### Extracted entries
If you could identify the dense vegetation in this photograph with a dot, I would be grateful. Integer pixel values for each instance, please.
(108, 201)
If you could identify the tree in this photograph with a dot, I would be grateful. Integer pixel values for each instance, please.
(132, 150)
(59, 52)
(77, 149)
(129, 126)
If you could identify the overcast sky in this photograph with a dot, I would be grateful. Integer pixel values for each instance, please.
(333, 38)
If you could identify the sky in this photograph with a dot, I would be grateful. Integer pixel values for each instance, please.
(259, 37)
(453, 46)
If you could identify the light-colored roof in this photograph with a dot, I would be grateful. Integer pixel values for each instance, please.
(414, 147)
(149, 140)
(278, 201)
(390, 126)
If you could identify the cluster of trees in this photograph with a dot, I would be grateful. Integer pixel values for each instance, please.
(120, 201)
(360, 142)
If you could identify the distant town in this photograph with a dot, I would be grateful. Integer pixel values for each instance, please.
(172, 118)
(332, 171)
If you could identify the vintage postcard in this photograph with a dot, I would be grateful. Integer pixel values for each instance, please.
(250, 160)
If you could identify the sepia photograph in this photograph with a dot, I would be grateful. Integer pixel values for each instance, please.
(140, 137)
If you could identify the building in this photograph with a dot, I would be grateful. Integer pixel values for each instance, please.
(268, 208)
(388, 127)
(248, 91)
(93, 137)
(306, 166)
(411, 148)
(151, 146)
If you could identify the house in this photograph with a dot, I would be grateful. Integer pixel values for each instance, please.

---

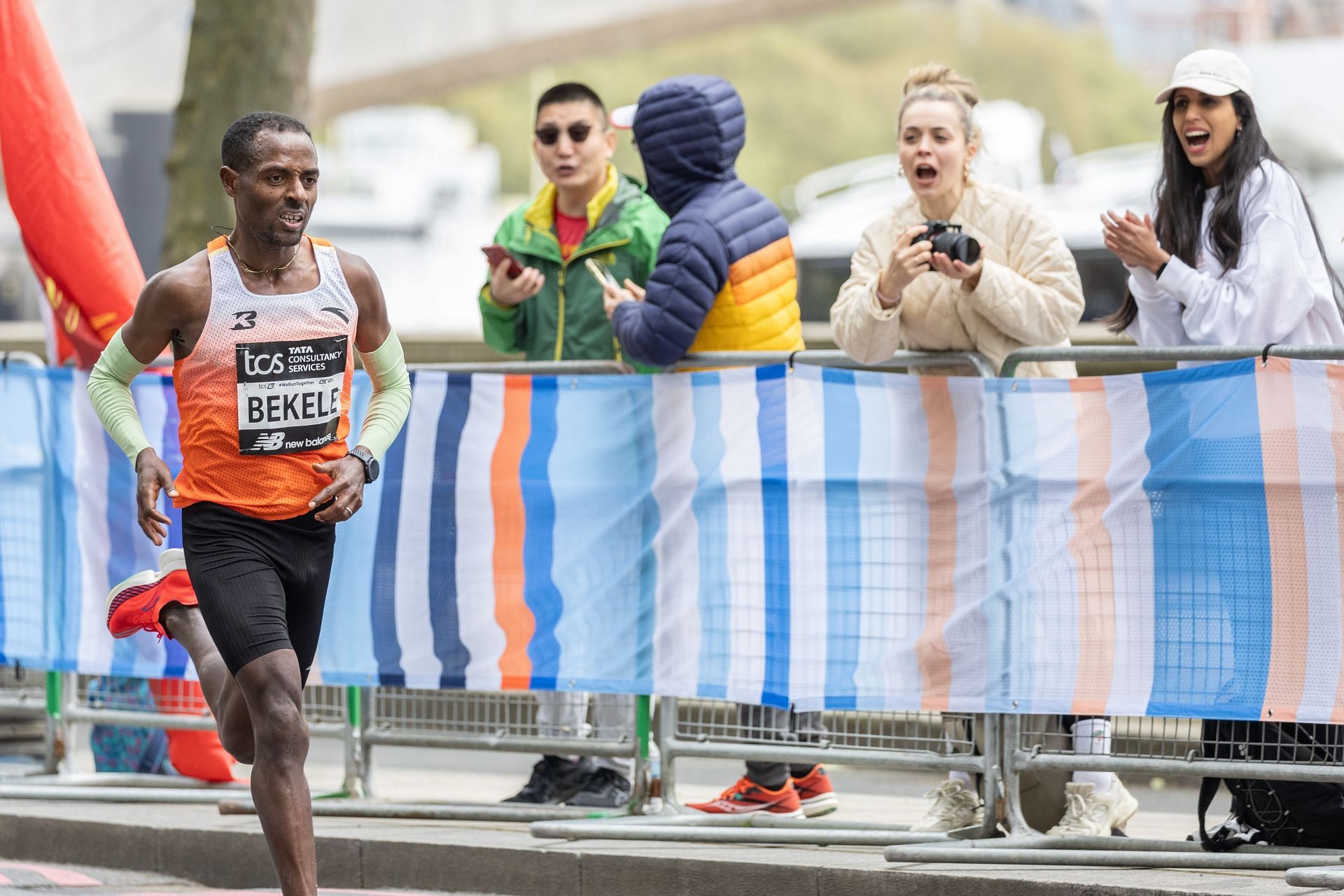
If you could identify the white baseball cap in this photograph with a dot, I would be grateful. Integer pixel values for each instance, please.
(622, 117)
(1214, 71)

* * *

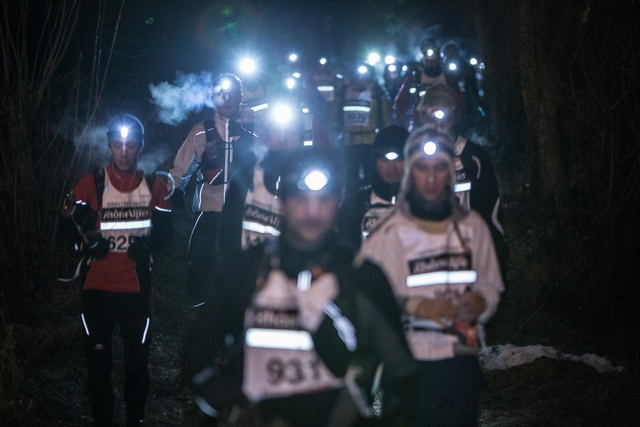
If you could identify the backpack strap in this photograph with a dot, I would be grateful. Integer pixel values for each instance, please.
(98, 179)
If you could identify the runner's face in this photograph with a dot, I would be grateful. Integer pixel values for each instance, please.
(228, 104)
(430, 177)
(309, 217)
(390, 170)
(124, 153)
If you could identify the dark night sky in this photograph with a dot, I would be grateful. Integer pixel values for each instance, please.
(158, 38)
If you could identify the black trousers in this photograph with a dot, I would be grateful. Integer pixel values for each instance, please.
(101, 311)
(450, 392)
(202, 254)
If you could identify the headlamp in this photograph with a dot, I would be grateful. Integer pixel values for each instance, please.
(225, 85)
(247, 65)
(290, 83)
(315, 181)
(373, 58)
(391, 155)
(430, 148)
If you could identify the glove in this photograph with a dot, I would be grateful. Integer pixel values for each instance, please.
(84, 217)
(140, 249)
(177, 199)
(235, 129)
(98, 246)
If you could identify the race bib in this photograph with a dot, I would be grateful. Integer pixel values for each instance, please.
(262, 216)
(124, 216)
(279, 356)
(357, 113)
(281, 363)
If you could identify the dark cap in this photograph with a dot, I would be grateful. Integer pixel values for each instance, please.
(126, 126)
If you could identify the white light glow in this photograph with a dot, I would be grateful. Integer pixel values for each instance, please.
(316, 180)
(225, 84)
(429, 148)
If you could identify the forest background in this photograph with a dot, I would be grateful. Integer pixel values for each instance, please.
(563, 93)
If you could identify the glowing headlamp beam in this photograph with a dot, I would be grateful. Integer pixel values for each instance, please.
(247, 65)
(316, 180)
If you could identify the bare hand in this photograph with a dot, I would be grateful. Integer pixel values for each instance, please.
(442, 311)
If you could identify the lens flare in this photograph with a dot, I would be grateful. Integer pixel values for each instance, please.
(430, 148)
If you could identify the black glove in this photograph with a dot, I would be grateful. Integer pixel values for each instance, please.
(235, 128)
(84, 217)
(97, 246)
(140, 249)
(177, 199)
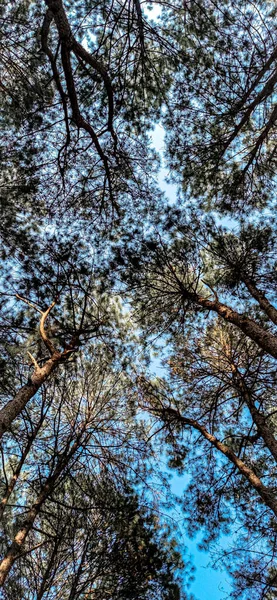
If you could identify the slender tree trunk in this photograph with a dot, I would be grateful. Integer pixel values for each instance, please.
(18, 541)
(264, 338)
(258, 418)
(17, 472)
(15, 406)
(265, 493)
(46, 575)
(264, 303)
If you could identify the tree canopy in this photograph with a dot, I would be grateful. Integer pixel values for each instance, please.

### Given exercise
Show every line from the rows above that contains the word "black".

### Response for this exercise
If you could identify the black trousers in this photograph with a dot, I would be grateful. Integer pixel values for each instance, please.
If you could identify the black glove in this photograph with a dot, I would be grateful. Integer pixel values for each instance, please.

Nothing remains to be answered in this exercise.